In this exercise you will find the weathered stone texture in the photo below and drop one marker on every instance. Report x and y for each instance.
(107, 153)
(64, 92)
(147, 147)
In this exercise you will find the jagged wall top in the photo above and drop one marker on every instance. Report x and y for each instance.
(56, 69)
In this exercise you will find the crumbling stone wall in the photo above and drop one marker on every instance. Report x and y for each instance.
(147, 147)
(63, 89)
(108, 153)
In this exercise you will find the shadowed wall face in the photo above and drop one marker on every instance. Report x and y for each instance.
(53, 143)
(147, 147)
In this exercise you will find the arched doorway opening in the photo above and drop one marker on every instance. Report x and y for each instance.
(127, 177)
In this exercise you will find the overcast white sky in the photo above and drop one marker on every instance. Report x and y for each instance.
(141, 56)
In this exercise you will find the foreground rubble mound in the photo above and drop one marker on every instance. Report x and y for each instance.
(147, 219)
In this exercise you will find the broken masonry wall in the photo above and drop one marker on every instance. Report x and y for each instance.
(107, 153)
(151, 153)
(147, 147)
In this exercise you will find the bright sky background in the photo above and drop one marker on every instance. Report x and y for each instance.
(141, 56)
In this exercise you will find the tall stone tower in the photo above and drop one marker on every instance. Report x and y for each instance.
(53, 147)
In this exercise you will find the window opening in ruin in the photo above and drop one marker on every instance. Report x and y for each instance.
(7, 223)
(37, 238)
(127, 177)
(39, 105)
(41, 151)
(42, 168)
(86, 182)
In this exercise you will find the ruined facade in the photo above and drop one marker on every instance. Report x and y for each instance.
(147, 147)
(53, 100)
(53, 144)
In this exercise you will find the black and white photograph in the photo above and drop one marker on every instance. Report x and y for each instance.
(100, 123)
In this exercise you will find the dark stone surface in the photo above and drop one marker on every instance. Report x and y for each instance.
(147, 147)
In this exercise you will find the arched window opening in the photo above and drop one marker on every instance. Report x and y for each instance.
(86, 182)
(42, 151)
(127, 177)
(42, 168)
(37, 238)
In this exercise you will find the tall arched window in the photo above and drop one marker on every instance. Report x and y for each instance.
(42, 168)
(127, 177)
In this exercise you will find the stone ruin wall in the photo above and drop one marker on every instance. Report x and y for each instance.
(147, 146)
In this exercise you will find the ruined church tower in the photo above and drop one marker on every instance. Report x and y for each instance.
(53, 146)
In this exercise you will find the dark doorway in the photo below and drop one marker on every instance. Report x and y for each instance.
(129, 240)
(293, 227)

§ **What the task requires**: Please repeat each entry exactly as written.

§ **Exercise answer**:
In this exercise you will find the weathered stone texture in the photo below and drop one marker on every instance. Report x and y for each instance.
(107, 153)
(64, 92)
(147, 147)
In this exercise you will find the jagged wall top in the photo above and drop one marker on every instance. Report x and y for each instance.
(56, 69)
In this exercise you will find the crumbling stone wall in the photo above and drop one marker on every instance. Report x and y for each instance.
(147, 147)
(63, 89)
(108, 153)
In this exercise you will find the shadowed wall face in the photo above and drop one marker on every instance. Report x and y for each instance.
(53, 143)
(147, 147)
In this exercise you will find the arched doorway opening in the photo above and drop one marker on every instance. Report x and y for each instance.
(127, 177)
In this exercise you will find the overcast white sky in the photo above and drop one marker on every instance. Report x and y for each instance.
(141, 56)
In this exercise you will find the foreground rubble mound in the photo above and drop one marker on every instance. Report x and y for each instance.
(147, 219)
In this exercise you will find the broken masonry wall in the photo above and drop one marker on every instance. Report x and y for each instance.
(107, 153)
(151, 153)
(147, 147)
In this exercise you will find the bright sky background in the photo above and drop one marker on every instance. Report x and y for each instance.
(141, 56)
In this exercise you will find the tall stone tower in the photo above and drop one marker on every instance. Report x and y for each instance.
(53, 147)
In this exercise you will find the window opening in ruin in the photo above and drop one marker on every instance. Report x and y for each instance.
(7, 223)
(37, 238)
(127, 177)
(39, 105)
(41, 151)
(42, 168)
(86, 182)
In this exercise you will find the ruined facade in the photo above and drop one marker on every instance. Report x and y for each instance.
(147, 147)
(53, 100)
(53, 144)
In this exercise you will find the black and white photograph in the photo above and drop one marker on every instance. Report x and y for each instance.
(100, 123)
In this exercise you will find the dark stone surface in the photo above and drop one marker on every instance. Report x and y for each instance.
(147, 147)
In this exercise you will find the arched window opening in the photo above and drop one marker on every instance. Report x and y for each instance.
(86, 182)
(42, 151)
(127, 177)
(42, 168)
(37, 238)
In this exercise you will find the tall arched window in the photo above and drop one marker on every instance. Report x and y for each instance.
(42, 168)
(127, 177)
In this exercise you will find the stone ruin wall in the photo above and drop one marker on every instance. Report x and y for each instance.
(147, 146)
In this exercise you will find the ruined church tower in the photo above and drop one marker on every instance. Report x and y for each instance.
(53, 146)
In this exercise you will find the dark doorway in the photo below and drop one marker on every instance. Report x and y for each instance.
(129, 240)
(293, 227)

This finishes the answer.